WHAT NEEDS TO BE DONE. Output the data in the stretch from the line containing "Target: racetrack asphalt" through the line containing "x=313, y=198", both lines included, as a two-column CSV headed input and output. Give one row for each text-and-answer pair, with each field quoted and line breaks turned into spaces, and leave the pictures out.

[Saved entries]
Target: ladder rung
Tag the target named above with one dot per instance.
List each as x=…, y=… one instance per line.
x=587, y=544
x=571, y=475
==
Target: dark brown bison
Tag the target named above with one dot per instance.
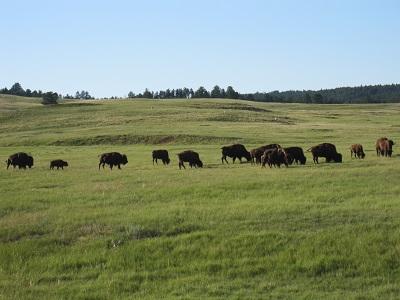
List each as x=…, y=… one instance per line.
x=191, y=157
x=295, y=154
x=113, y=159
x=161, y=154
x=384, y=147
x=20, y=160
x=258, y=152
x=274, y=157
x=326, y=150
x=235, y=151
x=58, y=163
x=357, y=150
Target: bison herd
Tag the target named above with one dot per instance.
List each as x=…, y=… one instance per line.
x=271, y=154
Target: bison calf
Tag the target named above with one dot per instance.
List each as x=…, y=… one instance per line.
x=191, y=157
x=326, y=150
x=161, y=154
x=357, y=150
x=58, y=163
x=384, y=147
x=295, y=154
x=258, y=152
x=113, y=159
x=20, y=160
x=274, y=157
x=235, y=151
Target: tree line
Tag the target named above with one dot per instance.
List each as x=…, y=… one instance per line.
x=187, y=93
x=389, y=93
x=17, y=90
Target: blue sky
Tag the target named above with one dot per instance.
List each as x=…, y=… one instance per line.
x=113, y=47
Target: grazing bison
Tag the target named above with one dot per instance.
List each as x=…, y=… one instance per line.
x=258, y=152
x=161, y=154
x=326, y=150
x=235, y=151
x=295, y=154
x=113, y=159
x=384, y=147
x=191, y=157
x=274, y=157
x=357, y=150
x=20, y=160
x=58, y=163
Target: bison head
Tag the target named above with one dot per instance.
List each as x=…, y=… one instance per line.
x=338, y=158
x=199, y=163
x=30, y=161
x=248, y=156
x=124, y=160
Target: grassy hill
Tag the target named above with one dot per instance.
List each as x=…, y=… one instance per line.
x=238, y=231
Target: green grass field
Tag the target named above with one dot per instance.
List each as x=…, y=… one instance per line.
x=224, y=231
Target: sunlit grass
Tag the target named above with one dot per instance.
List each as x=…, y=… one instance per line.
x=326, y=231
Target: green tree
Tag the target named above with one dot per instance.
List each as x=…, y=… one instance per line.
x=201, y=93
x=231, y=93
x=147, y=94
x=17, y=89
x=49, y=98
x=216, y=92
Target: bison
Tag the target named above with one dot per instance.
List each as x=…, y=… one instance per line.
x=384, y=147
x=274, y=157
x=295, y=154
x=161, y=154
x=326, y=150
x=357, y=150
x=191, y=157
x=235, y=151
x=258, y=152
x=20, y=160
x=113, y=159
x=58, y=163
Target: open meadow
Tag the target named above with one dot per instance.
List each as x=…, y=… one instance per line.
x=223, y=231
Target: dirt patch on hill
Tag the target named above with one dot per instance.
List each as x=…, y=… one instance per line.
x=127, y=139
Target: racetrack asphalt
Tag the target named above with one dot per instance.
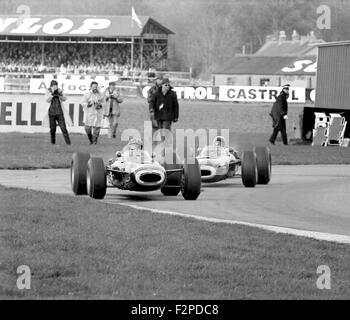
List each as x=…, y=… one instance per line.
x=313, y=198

REPLY TO THE TASK.
input,output
"Target: racetrack asphalt Tag the target named above with one dot per instance. List each as x=…, y=… one instance per line.","x=313, y=198"